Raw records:
>> Begin

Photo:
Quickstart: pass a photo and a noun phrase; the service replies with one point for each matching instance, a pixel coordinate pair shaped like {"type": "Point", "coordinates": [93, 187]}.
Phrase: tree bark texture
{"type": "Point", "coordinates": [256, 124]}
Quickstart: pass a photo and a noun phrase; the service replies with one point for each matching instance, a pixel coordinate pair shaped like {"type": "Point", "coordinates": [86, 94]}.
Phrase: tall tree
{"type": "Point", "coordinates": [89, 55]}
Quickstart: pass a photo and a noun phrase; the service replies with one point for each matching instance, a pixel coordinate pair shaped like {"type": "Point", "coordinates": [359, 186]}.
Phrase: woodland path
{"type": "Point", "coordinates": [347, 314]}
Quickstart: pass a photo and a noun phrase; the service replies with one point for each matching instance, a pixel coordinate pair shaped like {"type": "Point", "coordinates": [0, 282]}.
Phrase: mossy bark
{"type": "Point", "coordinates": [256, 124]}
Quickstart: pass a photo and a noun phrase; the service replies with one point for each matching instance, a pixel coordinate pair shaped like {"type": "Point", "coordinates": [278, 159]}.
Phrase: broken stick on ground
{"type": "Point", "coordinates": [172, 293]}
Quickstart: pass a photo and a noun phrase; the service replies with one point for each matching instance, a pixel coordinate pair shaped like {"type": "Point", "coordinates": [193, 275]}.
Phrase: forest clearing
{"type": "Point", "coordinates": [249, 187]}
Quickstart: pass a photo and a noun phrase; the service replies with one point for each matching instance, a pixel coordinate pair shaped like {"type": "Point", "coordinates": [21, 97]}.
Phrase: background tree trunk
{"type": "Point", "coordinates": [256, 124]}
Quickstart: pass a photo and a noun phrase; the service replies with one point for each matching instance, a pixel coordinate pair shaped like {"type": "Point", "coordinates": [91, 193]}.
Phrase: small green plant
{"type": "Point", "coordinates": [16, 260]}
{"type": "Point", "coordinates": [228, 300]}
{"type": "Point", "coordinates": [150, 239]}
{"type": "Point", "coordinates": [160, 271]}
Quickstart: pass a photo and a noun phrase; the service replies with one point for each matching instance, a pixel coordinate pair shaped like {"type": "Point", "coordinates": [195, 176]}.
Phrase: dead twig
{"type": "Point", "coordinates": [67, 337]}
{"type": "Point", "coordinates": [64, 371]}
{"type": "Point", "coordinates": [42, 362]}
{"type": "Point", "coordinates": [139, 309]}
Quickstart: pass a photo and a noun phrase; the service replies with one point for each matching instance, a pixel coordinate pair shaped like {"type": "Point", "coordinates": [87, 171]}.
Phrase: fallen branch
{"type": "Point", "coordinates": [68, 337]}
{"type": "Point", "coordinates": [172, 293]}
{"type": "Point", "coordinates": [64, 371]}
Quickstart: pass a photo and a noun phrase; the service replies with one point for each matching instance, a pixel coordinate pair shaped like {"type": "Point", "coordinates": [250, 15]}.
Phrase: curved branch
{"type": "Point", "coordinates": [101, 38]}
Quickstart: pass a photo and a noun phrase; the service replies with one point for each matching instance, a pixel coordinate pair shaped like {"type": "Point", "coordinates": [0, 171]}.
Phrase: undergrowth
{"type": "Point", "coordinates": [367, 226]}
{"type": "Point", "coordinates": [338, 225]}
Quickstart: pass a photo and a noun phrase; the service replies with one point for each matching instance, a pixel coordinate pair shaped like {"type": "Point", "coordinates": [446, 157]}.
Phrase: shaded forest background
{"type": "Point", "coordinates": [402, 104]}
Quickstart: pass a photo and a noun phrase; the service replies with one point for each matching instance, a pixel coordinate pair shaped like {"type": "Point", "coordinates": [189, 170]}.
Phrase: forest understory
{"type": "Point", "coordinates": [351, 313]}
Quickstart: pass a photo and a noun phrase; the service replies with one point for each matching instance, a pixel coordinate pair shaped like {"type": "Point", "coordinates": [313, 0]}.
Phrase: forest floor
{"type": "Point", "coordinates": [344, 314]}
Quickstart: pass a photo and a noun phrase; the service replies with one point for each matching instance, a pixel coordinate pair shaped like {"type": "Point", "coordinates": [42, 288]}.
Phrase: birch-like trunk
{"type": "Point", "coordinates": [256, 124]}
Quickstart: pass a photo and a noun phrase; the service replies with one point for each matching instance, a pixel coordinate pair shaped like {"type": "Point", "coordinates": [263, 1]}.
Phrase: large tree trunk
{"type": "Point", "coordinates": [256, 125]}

>> End

Exercise task: Please return the records word for word, starting at the very beginning and ending with the line that contains "Phrase: tree bark texture".

Result for this exercise:
Photo:
Quickstart: pass a photo and a noun phrase; the service replies with one point for each matching instance, a pixel coordinate pair shaped like {"type": "Point", "coordinates": [93, 187]}.
Phrase: tree bark texture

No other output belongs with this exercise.